# Short exercise:
Output every line of the entries below as a JSON list of strings, one string per line, skipping blank lines. Omit the pictures.

(Rows of bounding-box annotation data)
+---+
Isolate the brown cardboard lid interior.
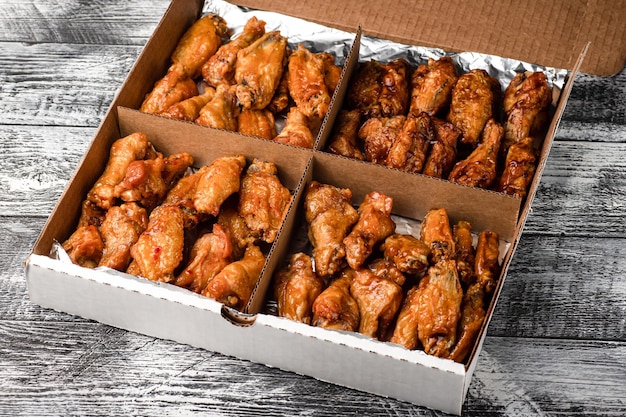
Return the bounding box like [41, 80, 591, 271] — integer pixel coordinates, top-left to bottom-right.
[230, 0, 626, 75]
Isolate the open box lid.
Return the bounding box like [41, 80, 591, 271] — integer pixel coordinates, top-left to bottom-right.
[229, 0, 626, 75]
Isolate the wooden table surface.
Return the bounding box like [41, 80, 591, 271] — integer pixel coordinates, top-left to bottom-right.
[0, 0, 626, 416]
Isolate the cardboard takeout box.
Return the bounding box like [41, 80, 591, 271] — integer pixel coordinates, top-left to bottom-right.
[26, 0, 625, 414]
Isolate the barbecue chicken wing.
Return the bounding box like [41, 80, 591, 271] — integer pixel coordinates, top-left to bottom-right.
[274, 252, 324, 324]
[304, 181, 359, 277]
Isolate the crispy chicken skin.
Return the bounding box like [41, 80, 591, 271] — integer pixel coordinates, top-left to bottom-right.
[311, 269, 360, 332]
[350, 268, 404, 341]
[304, 181, 359, 277]
[174, 223, 233, 293]
[448, 69, 500, 149]
[274, 252, 324, 324]
[193, 155, 246, 216]
[409, 56, 459, 116]
[448, 119, 504, 188]
[139, 64, 198, 114]
[239, 159, 291, 243]
[126, 205, 185, 282]
[202, 240, 265, 311]
[343, 191, 396, 269]
[171, 14, 228, 78]
[287, 44, 330, 119]
[87, 133, 154, 210]
[328, 110, 365, 161]
[98, 203, 148, 271]
[202, 16, 265, 87]
[496, 136, 537, 198]
[235, 31, 287, 109]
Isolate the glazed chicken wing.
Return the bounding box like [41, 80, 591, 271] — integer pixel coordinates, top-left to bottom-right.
[343, 191, 396, 269]
[202, 16, 265, 87]
[304, 181, 359, 277]
[448, 119, 504, 188]
[239, 159, 291, 243]
[274, 252, 324, 324]
[235, 31, 287, 109]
+---+
# Exercise solution:
[
  "Isolate the brown cardboard lid interior.",
  "Return the bounding box like [41, 80, 591, 271] — integer pixel coordinates, top-left to bottom-right.",
  "[230, 0, 626, 75]",
  "Isolate the open box lid.",
  "Return the bounding box like [41, 80, 591, 271] — integer pixel coordinates, top-left to bottom-right.",
  "[229, 0, 626, 75]",
  "Isolate the wooden table surface.",
  "Return the bounding box like [41, 80, 591, 271] — integer pixel coordinates, top-left to bottom-right.",
  "[0, 0, 626, 416]",
  "Isolate the cardboard takeout box.",
  "Return the bounding box like [41, 80, 591, 271] — integer pixel coordinates, top-left to bottom-right.",
  "[26, 0, 625, 414]",
  "Isolate the barbecue chicken wing.",
  "Return the bounding box like [41, 80, 591, 271] — integer pixel coordinates, top-left to bottom-right.",
  "[274, 252, 324, 324]",
  "[304, 181, 359, 277]",
  "Isolate the crispy chicken skin.",
  "Return the bounding box like [41, 80, 591, 271] — integer pixel coordinates, top-left to bottom-right.",
  "[311, 269, 360, 332]",
  "[350, 268, 404, 341]",
  "[304, 181, 359, 277]",
  "[174, 223, 233, 293]",
  "[448, 69, 500, 149]",
  "[274, 252, 324, 324]",
  "[193, 155, 246, 216]",
  "[409, 56, 459, 116]",
  "[448, 119, 504, 188]",
  "[139, 64, 198, 114]",
  "[239, 159, 291, 243]",
  "[126, 205, 185, 282]",
  "[202, 240, 265, 311]",
  "[343, 191, 396, 269]",
  "[171, 14, 228, 78]",
  "[287, 44, 330, 119]",
  "[87, 133, 154, 210]",
  "[328, 110, 365, 161]",
  "[98, 203, 148, 271]",
  "[202, 16, 265, 87]",
  "[496, 136, 537, 198]",
  "[235, 31, 287, 109]",
  "Isolate the glazed chicken wing.",
  "Return the bounding box like [41, 80, 591, 271] — integer pixel coordinates, top-left to bottom-right.",
  "[343, 191, 396, 269]",
  "[202, 16, 265, 87]",
  "[304, 181, 359, 277]",
  "[448, 119, 504, 188]",
  "[239, 159, 291, 243]",
  "[274, 252, 324, 324]",
  "[235, 31, 287, 109]"
]